**Task to complete:** Rewrite every one of the rows below as a numbered list, skipping blank lines and leaving out the pictures.

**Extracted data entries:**
......

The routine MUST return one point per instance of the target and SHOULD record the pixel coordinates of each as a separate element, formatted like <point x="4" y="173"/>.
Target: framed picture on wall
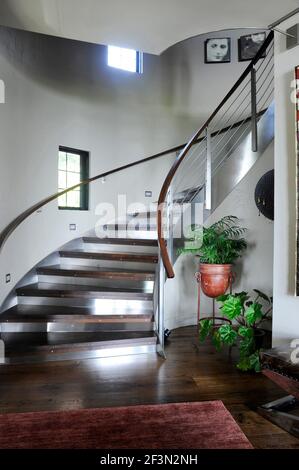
<point x="297" y="174"/>
<point x="249" y="45"/>
<point x="217" y="50"/>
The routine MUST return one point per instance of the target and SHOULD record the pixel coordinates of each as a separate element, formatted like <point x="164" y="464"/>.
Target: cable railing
<point x="235" y="118"/>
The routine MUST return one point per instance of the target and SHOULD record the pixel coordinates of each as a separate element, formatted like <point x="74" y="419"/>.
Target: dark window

......

**Response to this exercise:**
1. The routine MUST return one point per instance of the target and SHOULD record the pixel coordinates of each as a separate element, formatted like <point x="4" y="173"/>.
2. Target: framed picture on wall
3. <point x="297" y="174"/>
4. <point x="249" y="45"/>
5. <point x="217" y="50"/>
6. The routine MUST return one point per instance of the target and SHOULD record the pixel coordinates of each as a separate element, formatted like <point x="164" y="464"/>.
7. Target: cable railing
8. <point x="235" y="118"/>
9. The routine MUST return one point per instance of the target and SHOULD record the pixel coordinates of each as a separate element, formatted like <point x="74" y="419"/>.
10. Target: dark window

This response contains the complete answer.